Task inputs
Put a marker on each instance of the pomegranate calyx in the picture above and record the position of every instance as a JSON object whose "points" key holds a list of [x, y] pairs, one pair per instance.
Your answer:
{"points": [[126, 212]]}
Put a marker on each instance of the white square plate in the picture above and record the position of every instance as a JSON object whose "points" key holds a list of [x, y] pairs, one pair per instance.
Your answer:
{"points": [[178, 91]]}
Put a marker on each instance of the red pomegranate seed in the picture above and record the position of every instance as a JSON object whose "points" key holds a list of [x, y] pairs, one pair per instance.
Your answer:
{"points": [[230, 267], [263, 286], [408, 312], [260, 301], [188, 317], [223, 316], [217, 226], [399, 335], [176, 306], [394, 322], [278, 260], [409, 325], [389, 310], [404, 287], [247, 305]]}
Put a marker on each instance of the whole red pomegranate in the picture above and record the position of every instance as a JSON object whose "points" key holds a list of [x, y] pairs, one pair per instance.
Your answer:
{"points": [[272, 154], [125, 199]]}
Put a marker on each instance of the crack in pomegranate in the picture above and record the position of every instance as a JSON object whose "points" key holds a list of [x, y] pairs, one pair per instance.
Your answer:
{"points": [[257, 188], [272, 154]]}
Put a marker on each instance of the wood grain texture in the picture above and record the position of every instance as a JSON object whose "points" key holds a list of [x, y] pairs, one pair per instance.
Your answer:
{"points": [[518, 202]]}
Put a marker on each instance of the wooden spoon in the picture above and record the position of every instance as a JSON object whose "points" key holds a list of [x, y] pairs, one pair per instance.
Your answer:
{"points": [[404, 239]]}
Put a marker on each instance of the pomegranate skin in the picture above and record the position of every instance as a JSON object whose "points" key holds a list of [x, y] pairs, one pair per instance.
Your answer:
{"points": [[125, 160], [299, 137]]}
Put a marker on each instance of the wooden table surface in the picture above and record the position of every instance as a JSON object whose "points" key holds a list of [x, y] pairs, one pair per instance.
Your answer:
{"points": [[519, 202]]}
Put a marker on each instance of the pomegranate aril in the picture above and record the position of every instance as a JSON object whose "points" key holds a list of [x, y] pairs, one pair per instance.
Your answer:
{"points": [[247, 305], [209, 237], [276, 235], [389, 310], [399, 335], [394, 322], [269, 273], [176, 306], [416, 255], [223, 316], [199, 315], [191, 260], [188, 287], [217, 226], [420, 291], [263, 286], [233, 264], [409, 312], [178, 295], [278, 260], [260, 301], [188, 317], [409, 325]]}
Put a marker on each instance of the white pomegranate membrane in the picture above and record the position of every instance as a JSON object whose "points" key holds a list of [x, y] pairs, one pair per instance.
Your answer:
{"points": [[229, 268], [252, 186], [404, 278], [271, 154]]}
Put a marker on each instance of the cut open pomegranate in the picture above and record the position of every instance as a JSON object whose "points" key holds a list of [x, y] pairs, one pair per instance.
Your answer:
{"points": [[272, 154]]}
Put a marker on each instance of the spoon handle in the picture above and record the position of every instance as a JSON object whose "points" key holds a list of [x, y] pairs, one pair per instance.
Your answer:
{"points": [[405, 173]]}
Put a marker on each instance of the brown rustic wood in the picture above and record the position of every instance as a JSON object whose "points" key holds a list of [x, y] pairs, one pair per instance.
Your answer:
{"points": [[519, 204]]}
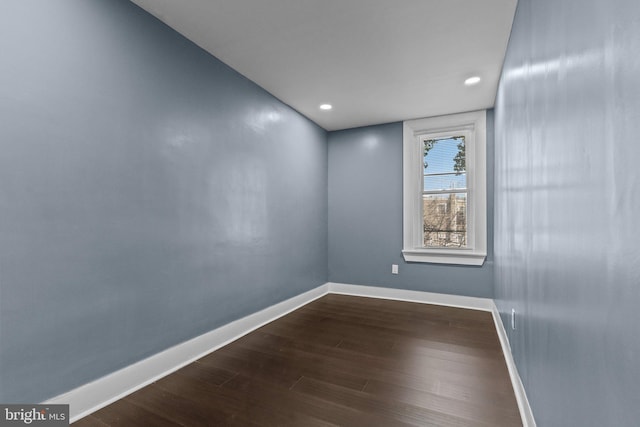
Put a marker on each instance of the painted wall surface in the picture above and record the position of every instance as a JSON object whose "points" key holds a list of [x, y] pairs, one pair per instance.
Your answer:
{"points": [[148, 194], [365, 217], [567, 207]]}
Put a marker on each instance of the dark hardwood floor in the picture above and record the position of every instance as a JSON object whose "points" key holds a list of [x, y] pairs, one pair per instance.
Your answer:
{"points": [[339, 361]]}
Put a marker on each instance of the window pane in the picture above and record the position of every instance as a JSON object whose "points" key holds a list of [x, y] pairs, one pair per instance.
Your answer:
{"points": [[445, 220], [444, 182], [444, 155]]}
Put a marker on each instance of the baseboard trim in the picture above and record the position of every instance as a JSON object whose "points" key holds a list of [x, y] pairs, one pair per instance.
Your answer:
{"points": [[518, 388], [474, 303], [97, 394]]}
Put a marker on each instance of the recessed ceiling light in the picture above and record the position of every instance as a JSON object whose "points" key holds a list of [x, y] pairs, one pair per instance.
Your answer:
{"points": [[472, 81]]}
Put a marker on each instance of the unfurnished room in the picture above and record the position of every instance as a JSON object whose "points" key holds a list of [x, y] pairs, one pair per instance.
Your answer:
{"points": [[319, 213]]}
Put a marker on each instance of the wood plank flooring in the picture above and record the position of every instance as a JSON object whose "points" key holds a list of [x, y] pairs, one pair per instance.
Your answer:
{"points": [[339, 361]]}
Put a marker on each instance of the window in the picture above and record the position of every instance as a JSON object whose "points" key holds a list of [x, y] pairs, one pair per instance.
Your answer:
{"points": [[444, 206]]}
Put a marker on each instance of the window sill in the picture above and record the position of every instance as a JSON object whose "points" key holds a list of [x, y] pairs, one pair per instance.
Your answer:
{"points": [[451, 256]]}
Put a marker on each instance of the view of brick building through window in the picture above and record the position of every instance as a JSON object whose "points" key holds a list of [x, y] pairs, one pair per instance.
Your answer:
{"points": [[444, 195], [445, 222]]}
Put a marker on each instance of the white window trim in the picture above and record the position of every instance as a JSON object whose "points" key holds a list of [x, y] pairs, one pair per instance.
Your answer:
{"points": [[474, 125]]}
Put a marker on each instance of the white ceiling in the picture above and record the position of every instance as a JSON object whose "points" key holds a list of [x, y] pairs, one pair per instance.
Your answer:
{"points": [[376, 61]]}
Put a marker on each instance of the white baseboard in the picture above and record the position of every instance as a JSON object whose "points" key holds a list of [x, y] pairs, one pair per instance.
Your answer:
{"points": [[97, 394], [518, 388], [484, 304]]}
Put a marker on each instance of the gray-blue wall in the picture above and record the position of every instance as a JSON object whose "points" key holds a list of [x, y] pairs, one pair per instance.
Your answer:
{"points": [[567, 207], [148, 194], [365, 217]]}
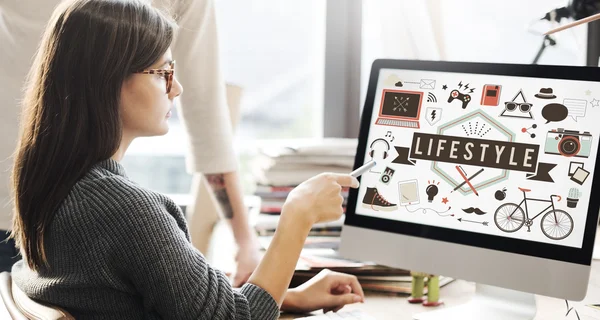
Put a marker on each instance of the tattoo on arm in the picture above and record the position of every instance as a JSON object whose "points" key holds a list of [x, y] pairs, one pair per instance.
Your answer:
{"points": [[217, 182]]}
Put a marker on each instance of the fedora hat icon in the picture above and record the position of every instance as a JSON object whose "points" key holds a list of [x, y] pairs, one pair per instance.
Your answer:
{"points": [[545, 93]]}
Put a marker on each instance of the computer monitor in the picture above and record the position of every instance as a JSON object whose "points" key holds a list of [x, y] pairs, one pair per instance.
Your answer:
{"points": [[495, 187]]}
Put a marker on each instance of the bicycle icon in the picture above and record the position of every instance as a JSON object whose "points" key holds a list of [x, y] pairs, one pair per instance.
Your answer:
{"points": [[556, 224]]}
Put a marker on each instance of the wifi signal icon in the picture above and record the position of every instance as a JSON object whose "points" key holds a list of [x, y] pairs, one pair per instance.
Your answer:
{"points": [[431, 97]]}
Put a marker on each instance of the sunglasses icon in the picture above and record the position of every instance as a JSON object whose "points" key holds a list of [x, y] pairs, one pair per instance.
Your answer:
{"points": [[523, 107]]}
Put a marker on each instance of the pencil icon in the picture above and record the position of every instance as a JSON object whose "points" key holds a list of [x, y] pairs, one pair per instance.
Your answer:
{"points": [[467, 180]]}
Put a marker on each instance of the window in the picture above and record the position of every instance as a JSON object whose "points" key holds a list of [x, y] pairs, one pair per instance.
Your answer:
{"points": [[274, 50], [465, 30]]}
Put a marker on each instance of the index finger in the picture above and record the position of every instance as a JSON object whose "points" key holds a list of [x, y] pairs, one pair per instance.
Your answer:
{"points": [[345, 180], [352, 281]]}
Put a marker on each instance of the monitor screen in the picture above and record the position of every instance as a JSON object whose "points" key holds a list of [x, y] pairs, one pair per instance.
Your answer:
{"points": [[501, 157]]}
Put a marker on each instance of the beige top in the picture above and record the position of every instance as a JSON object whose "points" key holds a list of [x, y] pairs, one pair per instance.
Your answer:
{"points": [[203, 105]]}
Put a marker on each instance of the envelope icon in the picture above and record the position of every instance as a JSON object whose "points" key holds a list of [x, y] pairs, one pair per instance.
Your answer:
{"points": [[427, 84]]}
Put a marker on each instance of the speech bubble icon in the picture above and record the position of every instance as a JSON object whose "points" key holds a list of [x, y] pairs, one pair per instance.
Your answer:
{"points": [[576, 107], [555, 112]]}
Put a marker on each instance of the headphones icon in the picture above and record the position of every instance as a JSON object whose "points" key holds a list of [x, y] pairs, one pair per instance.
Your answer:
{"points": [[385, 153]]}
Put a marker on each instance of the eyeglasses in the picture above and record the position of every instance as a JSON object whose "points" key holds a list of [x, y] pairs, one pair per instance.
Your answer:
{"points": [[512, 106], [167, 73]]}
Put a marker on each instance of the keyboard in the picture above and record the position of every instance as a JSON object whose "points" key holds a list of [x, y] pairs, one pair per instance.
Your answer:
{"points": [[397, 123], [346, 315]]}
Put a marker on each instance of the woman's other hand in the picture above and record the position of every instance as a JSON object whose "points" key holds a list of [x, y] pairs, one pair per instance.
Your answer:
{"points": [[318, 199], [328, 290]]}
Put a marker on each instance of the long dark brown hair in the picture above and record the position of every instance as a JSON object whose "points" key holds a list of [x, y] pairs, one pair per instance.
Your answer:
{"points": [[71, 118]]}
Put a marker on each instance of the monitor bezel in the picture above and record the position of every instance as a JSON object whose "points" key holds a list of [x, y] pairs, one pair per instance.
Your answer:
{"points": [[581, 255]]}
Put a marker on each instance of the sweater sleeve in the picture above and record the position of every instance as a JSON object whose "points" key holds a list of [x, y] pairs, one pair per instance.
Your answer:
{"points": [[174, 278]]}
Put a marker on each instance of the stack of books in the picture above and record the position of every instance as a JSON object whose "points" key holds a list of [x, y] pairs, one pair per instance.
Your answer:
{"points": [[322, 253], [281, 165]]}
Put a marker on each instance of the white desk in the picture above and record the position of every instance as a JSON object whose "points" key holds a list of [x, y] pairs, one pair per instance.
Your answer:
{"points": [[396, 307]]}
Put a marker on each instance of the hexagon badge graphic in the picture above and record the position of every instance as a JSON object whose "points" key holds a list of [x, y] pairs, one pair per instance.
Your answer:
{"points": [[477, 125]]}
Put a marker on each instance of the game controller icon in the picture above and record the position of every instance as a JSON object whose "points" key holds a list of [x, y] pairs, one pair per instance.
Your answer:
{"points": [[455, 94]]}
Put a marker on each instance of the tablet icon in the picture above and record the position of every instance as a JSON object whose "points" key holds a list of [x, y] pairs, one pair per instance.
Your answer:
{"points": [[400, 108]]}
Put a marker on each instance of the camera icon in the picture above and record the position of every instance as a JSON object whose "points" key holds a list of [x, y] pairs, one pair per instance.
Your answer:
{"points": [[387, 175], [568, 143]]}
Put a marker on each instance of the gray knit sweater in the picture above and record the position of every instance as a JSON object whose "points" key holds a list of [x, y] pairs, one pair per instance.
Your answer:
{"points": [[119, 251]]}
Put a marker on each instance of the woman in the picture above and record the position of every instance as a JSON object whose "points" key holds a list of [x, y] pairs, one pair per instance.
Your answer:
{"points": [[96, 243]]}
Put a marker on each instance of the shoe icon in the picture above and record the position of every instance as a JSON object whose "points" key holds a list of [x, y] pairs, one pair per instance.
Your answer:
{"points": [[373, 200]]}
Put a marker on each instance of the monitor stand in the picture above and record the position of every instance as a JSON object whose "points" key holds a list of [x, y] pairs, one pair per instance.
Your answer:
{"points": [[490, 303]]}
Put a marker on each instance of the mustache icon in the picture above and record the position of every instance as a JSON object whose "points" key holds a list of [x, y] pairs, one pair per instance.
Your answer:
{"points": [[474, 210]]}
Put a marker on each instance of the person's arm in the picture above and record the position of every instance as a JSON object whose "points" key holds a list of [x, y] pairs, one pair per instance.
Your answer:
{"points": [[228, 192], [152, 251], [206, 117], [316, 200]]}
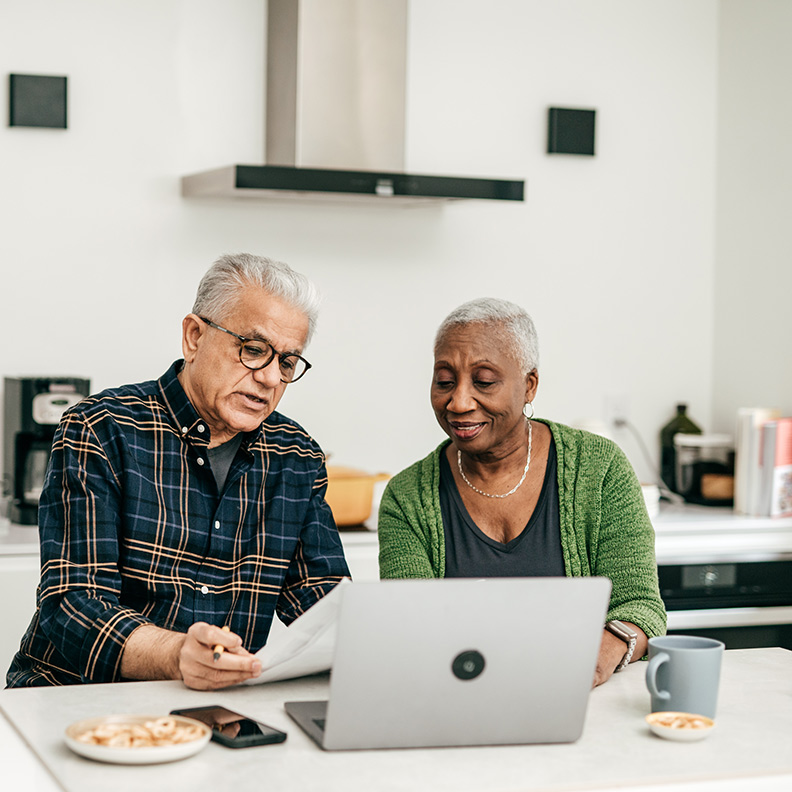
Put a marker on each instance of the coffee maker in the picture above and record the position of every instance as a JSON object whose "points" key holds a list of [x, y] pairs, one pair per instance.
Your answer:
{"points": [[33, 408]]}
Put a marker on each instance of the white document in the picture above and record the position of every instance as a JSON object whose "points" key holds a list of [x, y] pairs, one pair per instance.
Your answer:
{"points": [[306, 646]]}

The task
Copy out, word for word, every line of the entries from the one containing "Put a marker on each instance of the white document" through the final line, including both.

Answer to this problem
Put a marker on each instance of the white document in the picture above and record the position of every instance as a JSON object whose "points" key holds a list of [x, y] pairs, one pair per instance.
Your answer:
{"points": [[306, 646]]}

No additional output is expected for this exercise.